Written instruction
Please render every line of the items below as a JSON list of strings, one string per line, with blank lines omitted.

:: Available records ::

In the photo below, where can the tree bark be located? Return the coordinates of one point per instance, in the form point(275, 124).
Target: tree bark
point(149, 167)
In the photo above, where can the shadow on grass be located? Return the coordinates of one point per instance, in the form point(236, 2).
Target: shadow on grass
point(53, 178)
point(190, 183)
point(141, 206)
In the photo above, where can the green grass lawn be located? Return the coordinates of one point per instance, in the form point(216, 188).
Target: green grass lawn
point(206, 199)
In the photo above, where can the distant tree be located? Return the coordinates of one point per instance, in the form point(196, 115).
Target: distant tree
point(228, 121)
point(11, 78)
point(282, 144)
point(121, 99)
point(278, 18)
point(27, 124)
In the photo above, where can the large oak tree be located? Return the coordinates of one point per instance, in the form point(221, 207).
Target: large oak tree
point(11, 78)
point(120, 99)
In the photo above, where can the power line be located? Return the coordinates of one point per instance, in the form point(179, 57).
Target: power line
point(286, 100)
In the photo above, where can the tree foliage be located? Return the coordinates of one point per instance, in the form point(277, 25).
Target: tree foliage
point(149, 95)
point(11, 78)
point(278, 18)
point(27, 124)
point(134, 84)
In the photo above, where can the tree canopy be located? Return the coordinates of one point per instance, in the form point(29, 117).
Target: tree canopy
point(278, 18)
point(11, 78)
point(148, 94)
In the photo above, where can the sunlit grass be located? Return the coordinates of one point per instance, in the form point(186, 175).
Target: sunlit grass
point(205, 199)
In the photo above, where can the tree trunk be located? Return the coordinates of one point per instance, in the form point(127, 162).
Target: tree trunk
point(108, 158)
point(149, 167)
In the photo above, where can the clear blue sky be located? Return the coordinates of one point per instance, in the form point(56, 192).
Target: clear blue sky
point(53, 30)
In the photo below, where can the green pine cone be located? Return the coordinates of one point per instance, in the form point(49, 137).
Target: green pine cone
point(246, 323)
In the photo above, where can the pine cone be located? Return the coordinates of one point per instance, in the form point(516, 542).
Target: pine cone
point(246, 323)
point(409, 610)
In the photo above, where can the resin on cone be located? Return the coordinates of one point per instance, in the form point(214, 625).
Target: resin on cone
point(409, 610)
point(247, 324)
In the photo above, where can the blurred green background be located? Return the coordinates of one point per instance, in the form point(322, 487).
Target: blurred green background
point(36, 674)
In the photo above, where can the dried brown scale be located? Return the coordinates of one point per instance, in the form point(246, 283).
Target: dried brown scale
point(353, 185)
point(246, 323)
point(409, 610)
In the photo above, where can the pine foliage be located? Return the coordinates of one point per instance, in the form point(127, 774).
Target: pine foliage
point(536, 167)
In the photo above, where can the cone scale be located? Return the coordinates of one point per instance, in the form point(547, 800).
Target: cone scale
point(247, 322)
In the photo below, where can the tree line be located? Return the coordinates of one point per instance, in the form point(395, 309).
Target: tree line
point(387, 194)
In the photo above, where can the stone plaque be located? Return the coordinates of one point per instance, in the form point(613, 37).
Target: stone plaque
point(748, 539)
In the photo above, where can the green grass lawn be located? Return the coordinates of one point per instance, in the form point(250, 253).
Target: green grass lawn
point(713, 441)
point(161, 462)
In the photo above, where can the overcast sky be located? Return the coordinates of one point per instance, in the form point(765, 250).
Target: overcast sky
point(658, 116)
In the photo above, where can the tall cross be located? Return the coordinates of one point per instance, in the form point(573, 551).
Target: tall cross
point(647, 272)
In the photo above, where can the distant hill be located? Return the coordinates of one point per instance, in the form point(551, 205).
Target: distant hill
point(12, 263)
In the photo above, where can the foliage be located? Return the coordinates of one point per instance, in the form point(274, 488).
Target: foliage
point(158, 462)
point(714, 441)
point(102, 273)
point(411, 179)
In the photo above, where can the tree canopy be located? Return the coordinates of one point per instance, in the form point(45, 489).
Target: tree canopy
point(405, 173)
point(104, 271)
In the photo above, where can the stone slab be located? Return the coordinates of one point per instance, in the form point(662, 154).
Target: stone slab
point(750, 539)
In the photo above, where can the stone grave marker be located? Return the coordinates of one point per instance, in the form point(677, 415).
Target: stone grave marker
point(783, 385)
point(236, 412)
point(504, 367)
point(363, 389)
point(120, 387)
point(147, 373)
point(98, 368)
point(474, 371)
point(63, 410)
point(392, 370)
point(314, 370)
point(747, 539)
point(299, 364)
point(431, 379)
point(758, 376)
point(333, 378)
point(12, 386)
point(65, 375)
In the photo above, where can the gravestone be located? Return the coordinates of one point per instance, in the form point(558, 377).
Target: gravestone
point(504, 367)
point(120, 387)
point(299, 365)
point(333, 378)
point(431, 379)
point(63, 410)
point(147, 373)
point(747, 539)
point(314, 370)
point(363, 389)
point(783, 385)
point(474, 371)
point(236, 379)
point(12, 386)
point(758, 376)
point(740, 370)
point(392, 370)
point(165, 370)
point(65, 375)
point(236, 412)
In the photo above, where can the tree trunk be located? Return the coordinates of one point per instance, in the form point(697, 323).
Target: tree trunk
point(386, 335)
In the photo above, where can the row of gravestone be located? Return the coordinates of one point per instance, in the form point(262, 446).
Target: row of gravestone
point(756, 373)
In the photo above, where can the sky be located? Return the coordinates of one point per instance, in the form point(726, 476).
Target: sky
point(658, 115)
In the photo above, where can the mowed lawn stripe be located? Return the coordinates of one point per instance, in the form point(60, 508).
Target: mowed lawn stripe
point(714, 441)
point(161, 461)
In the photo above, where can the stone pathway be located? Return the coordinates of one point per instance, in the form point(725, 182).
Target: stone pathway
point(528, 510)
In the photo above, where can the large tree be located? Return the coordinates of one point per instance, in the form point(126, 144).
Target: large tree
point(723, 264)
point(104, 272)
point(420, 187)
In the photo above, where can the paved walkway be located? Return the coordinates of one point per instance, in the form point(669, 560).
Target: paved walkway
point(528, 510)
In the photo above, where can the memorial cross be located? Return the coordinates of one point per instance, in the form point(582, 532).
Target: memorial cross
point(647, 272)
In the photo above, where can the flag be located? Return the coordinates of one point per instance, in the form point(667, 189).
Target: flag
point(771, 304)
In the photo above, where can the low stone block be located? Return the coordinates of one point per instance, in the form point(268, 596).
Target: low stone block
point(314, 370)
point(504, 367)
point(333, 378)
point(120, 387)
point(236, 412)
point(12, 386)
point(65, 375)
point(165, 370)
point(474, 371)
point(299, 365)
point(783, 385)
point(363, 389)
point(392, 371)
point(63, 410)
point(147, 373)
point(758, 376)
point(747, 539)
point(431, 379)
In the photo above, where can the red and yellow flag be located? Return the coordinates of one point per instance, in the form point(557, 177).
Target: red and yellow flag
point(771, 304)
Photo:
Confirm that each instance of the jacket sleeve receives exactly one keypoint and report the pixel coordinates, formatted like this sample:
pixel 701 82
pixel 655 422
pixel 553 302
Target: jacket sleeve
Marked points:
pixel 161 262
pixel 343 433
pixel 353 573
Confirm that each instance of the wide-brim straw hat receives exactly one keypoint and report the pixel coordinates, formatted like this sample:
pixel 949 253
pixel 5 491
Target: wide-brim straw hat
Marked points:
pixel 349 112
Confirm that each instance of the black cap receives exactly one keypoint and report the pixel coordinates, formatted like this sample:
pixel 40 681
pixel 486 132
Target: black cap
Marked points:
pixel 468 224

:::

Answer to this problem
[
  "In the photo below, where can the tree bark be located? Return the coordinates of one point per instance, in the form point(275, 124).",
  "Target: tree bark",
  "point(149, 167)",
  "In the photo above, where can the shadow on grass be located? Return the coordinates of one point per instance, in the form point(236, 2).",
  "Target: shadow on grass",
  "point(53, 178)",
  "point(190, 183)",
  "point(141, 206)",
  "In the photo above, where can the green grass lawn be located? Return the coordinates of one point per instance, in the form point(216, 188).",
  "Target: green grass lawn",
  "point(206, 199)",
  "In the photo above, where can the distant tree be located? Return the coordinates of one point per instance, in the form point(196, 115).",
  "Target: distant tree",
  "point(228, 121)",
  "point(11, 78)",
  "point(282, 144)",
  "point(121, 99)",
  "point(278, 18)",
  "point(27, 124)",
  "In the photo above, where can the large oak tree be located? Return the coordinates of one point per instance, in the form point(221, 207).",
  "Target: large oak tree",
  "point(11, 78)",
  "point(120, 99)",
  "In the photo above, where can the power line be located? Return the coordinates of one point per instance, in the form point(179, 57).",
  "Target: power line",
  "point(286, 100)",
  "In the photo above, where can the tree foliage be located? Return the coordinates of one point per instance, in the form point(277, 25).",
  "Target: tree foliage",
  "point(149, 95)",
  "point(11, 78)",
  "point(278, 18)",
  "point(27, 124)",
  "point(134, 84)",
  "In the photo above, where can the tree canopy be located? Return the coordinates of one point per instance, in the form point(29, 117).",
  "Target: tree canopy",
  "point(278, 18)",
  "point(11, 78)",
  "point(148, 94)",
  "In the photo above, where can the sunlit grass be located? Return the coordinates of one point per instance, in the form point(186, 175).",
  "Target: sunlit grass",
  "point(205, 199)",
  "In the photo above, where can the tree trunk be located? Return the coordinates of one point per instance, in the form point(127, 162).",
  "Target: tree trunk",
  "point(108, 158)",
  "point(149, 167)",
  "In the photo above, where can the clear blue sky be located? Return the coordinates of one point per instance, in the form point(56, 192).",
  "Target: clear blue sky",
  "point(53, 30)",
  "In the photo below, where can the green pine cone be located? Return the coordinates of one point per instance, in the form point(49, 137).",
  "Target: green pine cone",
  "point(246, 323)",
  "In the photo above, where can the pine cone be located? Return the coordinates of one point per instance, in the form point(516, 542).",
  "Target: pine cone",
  "point(246, 323)",
  "point(409, 610)",
  "In the photo above, where can the resin on cone be located? Return the coordinates of one point per instance, in the form point(214, 625).",
  "Target: resin on cone",
  "point(409, 610)",
  "point(247, 324)",
  "In the photo above, where can the blurred green background be located? Return the coordinates of one point per instance, in the form point(322, 487).",
  "Target: blurred green background",
  "point(36, 674)",
  "In the photo above, where can the dried brown scale be located? Return the coordinates of one point per instance, in the form point(246, 283).",
  "Target: dried brown scale",
  "point(353, 185)",
  "point(246, 323)",
  "point(409, 610)",
  "In the photo above, where can the pine foliage be located? Return the coordinates of one point per instance, in the form point(127, 774).",
  "Target: pine foliage",
  "point(536, 167)",
  "In the photo above, where can the cone scale be located? Return the coordinates of one point per instance, in the form point(547, 800).",
  "Target: cone scale",
  "point(247, 322)",
  "In the photo below, where can the tree line be located? Return the coordinates of one point per instance, in the form point(395, 309).",
  "Target: tree line",
  "point(387, 194)",
  "In the photo above, where can the stone plaque be located? Return the coordinates of one point per instance, in the form point(613, 37).",
  "Target: stone plaque",
  "point(748, 539)",
  "In the photo above, where can the green grass lawn be located? Return the coordinates of one point per instance, in the form point(250, 253).",
  "Target: green grass lawn",
  "point(713, 441)",
  "point(161, 462)",
  "In the photo above, where can the overcast sky be located? Return the coordinates of one point per instance, in the form point(765, 250).",
  "Target: overcast sky",
  "point(658, 116)",
  "In the photo above, where can the tall cross be located? Return the coordinates of one point per instance, in the form point(573, 551).",
  "Target: tall cross",
  "point(647, 272)",
  "In the photo above, where can the distant hill be located? Return the coordinates of one point per instance, in the form point(551, 205).",
  "Target: distant hill",
  "point(12, 263)",
  "In the photo above, where can the foliage be located? Return the coordinates of one point per instance, in the form point(274, 488).",
  "Target: foliage",
  "point(158, 462)",
  "point(714, 441)",
  "point(102, 273)",
  "point(411, 179)",
  "In the photo above, where can the tree canopy be located? Return the coordinates of one point per instance, in the form point(45, 489).",
  "Target: tree canopy",
  "point(405, 173)",
  "point(104, 271)",
  "In the photo above, where can the stone slab be located? Return the coordinates of one point per instance, in the form point(662, 154).",
  "Target: stone slab",
  "point(750, 539)",
  "In the photo above, where can the stone grave marker be located? Return the coordinates of one point per instance, in the form point(677, 415).",
  "Target: stone grave marker",
  "point(783, 385)",
  "point(236, 412)",
  "point(504, 367)",
  "point(363, 389)",
  "point(120, 387)",
  "point(147, 373)",
  "point(98, 368)",
  "point(474, 371)",
  "point(63, 410)",
  "point(392, 370)",
  "point(314, 370)",
  "point(747, 539)",
  "point(299, 364)",
  "point(431, 379)",
  "point(758, 376)",
  "point(333, 378)",
  "point(12, 386)",
  "point(65, 375)",
  "In the photo above, where can the gravestone be located? Return the coordinates of one point per instance, in the form point(558, 377).",
  "Target: gravestone",
  "point(504, 367)",
  "point(120, 387)",
  "point(299, 365)",
  "point(333, 378)",
  "point(431, 379)",
  "point(63, 410)",
  "point(147, 373)",
  "point(747, 539)",
  "point(314, 370)",
  "point(363, 389)",
  "point(783, 385)",
  "point(474, 371)",
  "point(236, 379)",
  "point(12, 386)",
  "point(758, 376)",
  "point(740, 370)",
  "point(392, 370)",
  "point(165, 370)",
  "point(65, 375)",
  "point(236, 412)",
  "In the photo above, where can the tree trunk be located? Return the coordinates of one point per instance, in the form point(697, 323).",
  "Target: tree trunk",
  "point(386, 335)",
  "In the photo above, where can the row of gravestone be located? Return the coordinates of one point per instance, in the form point(262, 446).",
  "Target: row of gravestone",
  "point(756, 373)",
  "In the photo above, where can the sky be located? Return the coordinates of one point per instance, in the form point(726, 476).",
  "Target: sky",
  "point(658, 115)",
  "In the photo above, where can the mowed lawn stripe be located? Return the coordinates of one point per instance, in the form point(60, 508).",
  "Target: mowed lawn stripe",
  "point(714, 441)",
  "point(161, 461)",
  "In the photo above, where can the stone pathway be located? Return the coordinates of one point per instance, in the form point(725, 182).",
  "Target: stone pathway",
  "point(528, 510)",
  "In the photo above, where can the large tree be located? Return the coordinates of one point per instance, in the form point(126, 144).",
  "Target: large tree",
  "point(723, 264)",
  "point(104, 272)",
  "point(420, 187)",
  "In the photo above, where can the paved walkway be located? Return the coordinates of one point per instance, in the form point(669, 560).",
  "Target: paved walkway",
  "point(528, 510)",
  "In the photo above, where can the memorial cross be located? Return the coordinates of one point per instance, in the form point(582, 532).",
  "Target: memorial cross",
  "point(647, 272)",
  "In the photo above, where can the flag be located? Return the coordinates of one point per instance, in the form point(667, 189).",
  "Target: flag",
  "point(771, 304)",
  "In the photo above, where can the low stone block be located? Return the coordinates of one point per instance, in the form point(268, 596).",
  "Target: low stone block",
  "point(314, 370)",
  "point(504, 367)",
  "point(333, 378)",
  "point(120, 387)",
  "point(236, 412)",
  "point(12, 386)",
  "point(65, 375)",
  "point(165, 370)",
  "point(474, 371)",
  "point(299, 365)",
  "point(783, 385)",
  "point(363, 389)",
  "point(392, 371)",
  "point(63, 410)",
  "point(147, 373)",
  "point(758, 376)",
  "point(747, 539)",
  "point(431, 379)",
  "In the photo above, where can the red and yellow flag be located? Return the coordinates of one point per instance, in the form point(557, 177).",
  "Target: red and yellow flag",
  "point(771, 304)",
  "Photo:",
  "Confirm that each instance of the jacket sleeve receives exactly one keypoint and report the pixel coordinates, formatted like this sample:",
  "pixel 701 82",
  "pixel 655 422",
  "pixel 553 302",
  "Target: jacket sleeve",
  "Marked points:",
  "pixel 161 262",
  "pixel 343 433",
  "pixel 353 573",
  "Confirm that each instance of the wide-brim straw hat receives exactly one keypoint and report the pixel coordinates, formatted like this sample:",
  "pixel 949 253",
  "pixel 5 491",
  "Target: wide-brim straw hat",
  "Marked points:",
  "pixel 349 112",
  "Confirm that each instance of the black cap receives exactly one keypoint and report the pixel coordinates, formatted like this sample:",
  "pixel 40 681",
  "pixel 486 132",
  "Target: black cap",
  "Marked points:",
  "pixel 468 224"
]